10) “The Art of Gathering: How We Meet and Why It Matters” by Priya Parker
“The Art of Gathering: How We Meet and Why It Matters” by Priya Parker is essential reading for hosts of all kinds with actionable advice on how to bring people together with purpose. Parker’s voice reverberates in my mind from the early stages of planning an event to closing a gathering with a strong finish. It’s been a game-changer.
—Romina Boccia is the director of the Grover M. Hermann Center for the Federal Budget at The Heritage Foundation.
11) “Leaders: Myth and Reality” by Stanley McChrystal, Jeff Eggers, and Jason Mangone
“Leaders: Myth and Reality” is an attempt by Gen. Stanley McChrystal, Jeff Eggers, and Jason Mangone to replicate Plutarch’s model of a study of leadership by looking at six pairs of fascinating leaders, drawing lessons from their very idiosyncratic lives, and developing a 21st-century method of addressing the puzzle of what makes a great leader. I can guarantee you have probably not studied all of these people, they are that diverse.

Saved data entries
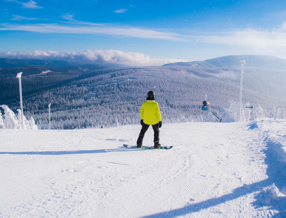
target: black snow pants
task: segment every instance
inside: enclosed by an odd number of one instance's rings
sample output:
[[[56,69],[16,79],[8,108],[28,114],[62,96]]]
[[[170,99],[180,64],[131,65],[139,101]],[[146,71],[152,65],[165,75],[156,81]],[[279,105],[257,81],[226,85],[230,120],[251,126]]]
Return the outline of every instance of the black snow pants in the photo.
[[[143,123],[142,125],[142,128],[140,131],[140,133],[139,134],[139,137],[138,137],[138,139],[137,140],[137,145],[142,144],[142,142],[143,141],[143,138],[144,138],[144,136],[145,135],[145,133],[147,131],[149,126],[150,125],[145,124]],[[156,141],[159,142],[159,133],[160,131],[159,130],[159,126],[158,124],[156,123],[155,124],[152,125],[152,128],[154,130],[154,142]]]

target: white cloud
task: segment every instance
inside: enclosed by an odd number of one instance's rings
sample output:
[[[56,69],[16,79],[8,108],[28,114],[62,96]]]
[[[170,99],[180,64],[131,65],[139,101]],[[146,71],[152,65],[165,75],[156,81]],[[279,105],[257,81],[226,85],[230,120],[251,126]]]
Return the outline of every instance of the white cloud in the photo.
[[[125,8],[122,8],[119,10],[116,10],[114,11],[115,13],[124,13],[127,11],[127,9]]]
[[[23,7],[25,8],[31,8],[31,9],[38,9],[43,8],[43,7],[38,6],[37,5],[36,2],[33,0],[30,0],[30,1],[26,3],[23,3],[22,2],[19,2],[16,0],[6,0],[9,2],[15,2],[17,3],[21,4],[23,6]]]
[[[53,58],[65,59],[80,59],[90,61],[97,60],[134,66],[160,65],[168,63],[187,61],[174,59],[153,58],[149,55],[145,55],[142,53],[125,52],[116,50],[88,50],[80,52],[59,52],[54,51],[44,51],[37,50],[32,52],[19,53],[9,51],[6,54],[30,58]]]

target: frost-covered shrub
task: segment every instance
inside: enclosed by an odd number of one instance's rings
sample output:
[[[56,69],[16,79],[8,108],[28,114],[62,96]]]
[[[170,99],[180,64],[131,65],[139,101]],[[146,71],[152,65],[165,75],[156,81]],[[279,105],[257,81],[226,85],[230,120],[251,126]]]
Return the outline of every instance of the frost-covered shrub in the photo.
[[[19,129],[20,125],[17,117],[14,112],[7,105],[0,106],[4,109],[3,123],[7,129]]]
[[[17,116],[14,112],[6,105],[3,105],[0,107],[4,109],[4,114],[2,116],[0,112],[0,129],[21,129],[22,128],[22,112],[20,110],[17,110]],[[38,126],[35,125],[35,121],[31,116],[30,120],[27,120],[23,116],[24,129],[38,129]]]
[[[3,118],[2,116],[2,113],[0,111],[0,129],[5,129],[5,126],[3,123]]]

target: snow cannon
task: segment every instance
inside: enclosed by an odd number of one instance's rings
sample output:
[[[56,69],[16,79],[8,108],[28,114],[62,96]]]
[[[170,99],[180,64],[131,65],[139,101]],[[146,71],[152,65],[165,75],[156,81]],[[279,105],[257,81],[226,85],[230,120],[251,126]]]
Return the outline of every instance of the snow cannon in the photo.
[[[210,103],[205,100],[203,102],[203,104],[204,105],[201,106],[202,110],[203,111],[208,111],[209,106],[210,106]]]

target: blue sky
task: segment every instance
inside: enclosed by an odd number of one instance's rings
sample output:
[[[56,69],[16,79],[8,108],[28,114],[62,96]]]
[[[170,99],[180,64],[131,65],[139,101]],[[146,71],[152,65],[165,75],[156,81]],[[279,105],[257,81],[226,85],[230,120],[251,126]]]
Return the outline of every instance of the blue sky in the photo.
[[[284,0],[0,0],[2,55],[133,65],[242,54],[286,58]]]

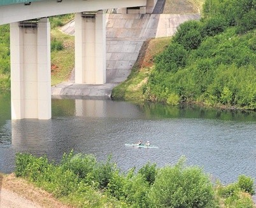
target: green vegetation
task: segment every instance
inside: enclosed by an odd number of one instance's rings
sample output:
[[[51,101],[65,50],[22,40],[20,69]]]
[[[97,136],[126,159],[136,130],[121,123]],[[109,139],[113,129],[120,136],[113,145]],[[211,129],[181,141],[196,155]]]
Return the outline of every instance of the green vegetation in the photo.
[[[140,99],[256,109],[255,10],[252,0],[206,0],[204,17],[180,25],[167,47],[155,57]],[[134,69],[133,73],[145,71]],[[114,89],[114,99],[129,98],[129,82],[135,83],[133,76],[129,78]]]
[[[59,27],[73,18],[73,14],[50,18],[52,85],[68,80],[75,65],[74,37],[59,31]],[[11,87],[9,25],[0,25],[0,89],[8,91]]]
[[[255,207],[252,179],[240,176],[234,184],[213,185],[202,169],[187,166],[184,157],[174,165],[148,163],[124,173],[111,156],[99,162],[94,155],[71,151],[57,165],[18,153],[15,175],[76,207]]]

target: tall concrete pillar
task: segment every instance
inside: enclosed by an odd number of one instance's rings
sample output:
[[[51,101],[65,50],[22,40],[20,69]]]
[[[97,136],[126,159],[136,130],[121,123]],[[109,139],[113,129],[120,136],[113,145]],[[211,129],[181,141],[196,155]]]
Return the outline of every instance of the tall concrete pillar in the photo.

Your tasks.
a) Answer these questions from the book recommendations:
(i) What position does Romina Boccia hold?
(ii) Whose model of a study of leadership does "Leaders: Myth and Reality" attempt to replicate?
(iii) How many pairs of leaders does "Leaders: Myth and Reality" examine?
b) Summarize the book recommendations in two sentences.
c) Resume the book recommendations from the point where they stop.

Answers for the tasks.
a)
(i) She is the director of the Grover M. Hermann Center for the Federal Budget at The Heritage Foundation.
(ii) Plutarch's.
(iii) Six.

b) Priya Parker's "The Art of Gathering: How We Meet and Why It Matters" is recommended as essential reading for hosts, with actionable advice on bringing people together with purpose, and Romina Boccia calls it a game-changer. "Leaders: Myth and Reality" by Gen. Stanley McChrystal, Jeff Eggers, and Jason Mangone follows Plutarch's model by studying six pairs of diverse leaders to develop a 21st-century method for understanding what makes a great leader.

c)
—Steven Bucci is a visiting fellow at The Heritage Foundation’s Allison Center for Foreign Policy Studies.
12) “I Capture the Castle” by Dodie Smith
From the author of “The 101 Dalmatians”—yes, the one that inspired the Disney movies—comes a charming coming-of-age story set in mid-century England in Dodie Smith’s “I Capture the Castle.”
Seventeen-year-old Cassandra Mortmain is living in decidedly unromantic poverty in a decrepit, old castle because her father, who was once hailed as an up-and-coming literary genius, failed to write a single word since publishing his debut novel. Cassandra chronicles her first lessons in love through a series of journal entries as her older sister, Rose, becomes romantically involved with the eldest of a pair of American brothers, who are now (technically) their landlords.
This classic novel about a girl’s first time in love is written in the most beautiful prose, and I cannot recommend it highly enough.
—Monica Burke is a research assistant in the DeVos Center for Religion and Civil Society at The Heritage Foundation.
13) “Doomsday Book” by Connie Willis
“Doomsday Book” by Connie Willis is already a classic in the science fiction community, but it also deserves recognition as a breathtakingly detailed work of historical fiction. Setting the action amidst the devastation of the medieval Black Plague, Willis spins a story with real heart out of one of the bleakest episodes in human history.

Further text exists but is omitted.